:: Document text
Aliqtisadi is an Arabic-language business news portal that covers several countries including the UAE, Saudi Arabia, Syria, Egypt, Lebanon, Palestine and United Kingdom. It is published by Haykal Media, based in twofour54, Abu Dhabi, UAE.

Background
Aliqtisadi was founded by media and technology entrepreneur Abdulsalam Haykal, as the cornerstone of the publishing company, Haykal Media. The first edition appeared on 6 December 2004.

It started in 2004, originally as a Syrian newsmagazine published monthly in Damascus. It was the first private business magazine to be licensed in Syria, since all private media was nationalized by Gamal Abdel Nasser in 1958, during the short-lived Syrian-Egyptian union. The magazine started in December 2004, and now goes by the motto The magazine of every Syrian.
::::
**To be done**
**1.** Condense the paragraph of the Aliqtisadi text that begins "It started in 2004" into a short bulleted list that keeps its main facts.
**2.** Print the part of the Aliqtisadi text that opens with the words containing "Aliqtisadi is an" and closes with "6 December 2004.", word for word.
The data that comes next is separate from the Aliqtisadi text.
:: Given information
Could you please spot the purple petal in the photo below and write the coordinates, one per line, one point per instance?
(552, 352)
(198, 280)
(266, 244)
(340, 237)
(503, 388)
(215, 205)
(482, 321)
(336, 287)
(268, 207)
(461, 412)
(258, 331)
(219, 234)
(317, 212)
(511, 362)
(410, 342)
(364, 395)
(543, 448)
::::
**Per-task answers**
**1.**
- Began in 2004 as a monthly Syrian newsmagazine published in Damascus.
- Was the first private business magazine licensed in Syria since Gamal Abdel Nasser nationalized all private media in 1958, during the short-lived Syrian-Egyptian union.
- Launched in December 2004; its motto is now The magazine of every Syrian.

**2.**
Aliqtisadi is an Arabic-language business news portal that covers several countries including the UAE, Saudi Arabia, Syria, Egypt, Lebanon, Palestine and United Kingdom. It is published by Haykal Media, based in twofour54, Abu Dhabi, UAE.

Background
Aliqtisadi was founded by media and technology entrepreneur Abdulsalam Haykal, as the cornerstone of the publishing company, Haykal Media. The first edition appeared on 6 December 2004.